>> Start Information supplied

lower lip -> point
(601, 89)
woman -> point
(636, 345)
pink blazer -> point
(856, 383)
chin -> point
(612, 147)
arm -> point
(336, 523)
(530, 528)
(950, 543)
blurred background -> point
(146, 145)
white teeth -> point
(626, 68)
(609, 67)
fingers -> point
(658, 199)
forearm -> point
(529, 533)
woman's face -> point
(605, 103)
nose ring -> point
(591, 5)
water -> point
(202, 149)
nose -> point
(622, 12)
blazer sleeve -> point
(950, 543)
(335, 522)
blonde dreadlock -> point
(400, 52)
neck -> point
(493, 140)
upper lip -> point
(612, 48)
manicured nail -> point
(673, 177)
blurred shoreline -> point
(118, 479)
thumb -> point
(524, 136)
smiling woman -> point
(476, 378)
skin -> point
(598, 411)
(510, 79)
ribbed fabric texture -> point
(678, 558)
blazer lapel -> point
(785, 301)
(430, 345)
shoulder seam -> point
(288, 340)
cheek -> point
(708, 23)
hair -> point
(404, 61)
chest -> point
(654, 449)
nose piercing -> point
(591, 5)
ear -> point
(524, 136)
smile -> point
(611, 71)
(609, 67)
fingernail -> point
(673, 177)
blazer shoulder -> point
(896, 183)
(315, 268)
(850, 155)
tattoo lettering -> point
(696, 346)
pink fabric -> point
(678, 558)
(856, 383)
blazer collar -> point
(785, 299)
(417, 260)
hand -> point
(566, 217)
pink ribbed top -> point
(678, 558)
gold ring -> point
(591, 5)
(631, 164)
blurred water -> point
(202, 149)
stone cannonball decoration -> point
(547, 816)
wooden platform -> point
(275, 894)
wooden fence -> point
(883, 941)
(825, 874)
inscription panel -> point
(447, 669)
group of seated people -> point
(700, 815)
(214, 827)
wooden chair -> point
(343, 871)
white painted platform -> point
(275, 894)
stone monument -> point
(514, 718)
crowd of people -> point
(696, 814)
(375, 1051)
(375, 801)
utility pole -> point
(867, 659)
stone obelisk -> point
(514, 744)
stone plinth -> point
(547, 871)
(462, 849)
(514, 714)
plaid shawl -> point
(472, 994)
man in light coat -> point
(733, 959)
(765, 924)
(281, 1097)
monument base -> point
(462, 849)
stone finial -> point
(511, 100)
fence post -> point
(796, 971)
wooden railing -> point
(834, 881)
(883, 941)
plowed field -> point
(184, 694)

>> End Information supplied

The task: Reproduce every row above verbatim, keeping each one unchanged and in its original order.

The completed task:
lower lip -> point
(601, 89)
woman -> point
(636, 345)
pink blazer -> point
(856, 383)
chin -> point
(612, 147)
arm -> point
(336, 523)
(530, 528)
(950, 543)
blurred background -> point
(146, 145)
white teeth -> point
(626, 68)
(609, 67)
fingers -> point
(658, 199)
forearm -> point
(529, 533)
woman's face -> point
(605, 103)
nose ring -> point
(591, 5)
water -> point
(202, 149)
nose -> point
(622, 12)
blazer sleeve -> point
(950, 543)
(335, 522)
blonde dreadlock -> point
(400, 52)
neck -> point
(493, 140)
upper lip -> point
(612, 48)
manicured nail -> point
(673, 177)
blurred shoreline -> point
(118, 479)
thumb -> point
(524, 136)
smiling woman -> point
(476, 378)
skin -> point
(598, 411)
(510, 79)
ribbed fabric texture -> point
(678, 558)
blazer lapel -> point
(785, 301)
(430, 345)
shoulder seam -> point
(288, 340)
cheek -> point
(708, 23)
hair -> point
(404, 61)
chest -> point
(654, 449)
nose piercing -> point
(591, 5)
ear -> point
(524, 136)
smile -> point
(611, 71)
(609, 67)
fingernail -> point
(673, 177)
blazer shoulder -> point
(896, 183)
(315, 268)
(850, 155)
tattoo lettering -> point
(696, 346)
pink fabric -> point
(678, 558)
(856, 383)
blazer collar -> point
(785, 299)
(417, 260)
hand -> point
(566, 217)
pink ribbed top -> point
(678, 558)
gold ring -> point
(591, 5)
(631, 164)
blurred water -> point
(202, 149)
stone cannonball decoration -> point
(547, 816)
wooden platform -> point
(275, 894)
wooden fence -> point
(883, 941)
(825, 874)
inscription panel -> point
(447, 669)
group of seated people -> point
(700, 815)
(214, 827)
wooden chair -> point
(343, 871)
white painted platform -> point
(275, 894)
stone monument -> point
(514, 718)
crowd of people -> point
(696, 814)
(375, 1051)
(375, 801)
utility pole -> point
(867, 659)
stone obelisk -> point
(514, 744)
stone plinth -> point
(547, 871)
(462, 849)
(514, 714)
plaid shawl -> point
(472, 994)
man in light coat -> point
(733, 959)
(765, 924)
(281, 1097)
monument base -> point
(462, 849)
stone finial -> point
(511, 100)
fence post -> point
(796, 971)
wooden railing -> point
(834, 881)
(883, 941)
plowed field -> point
(184, 694)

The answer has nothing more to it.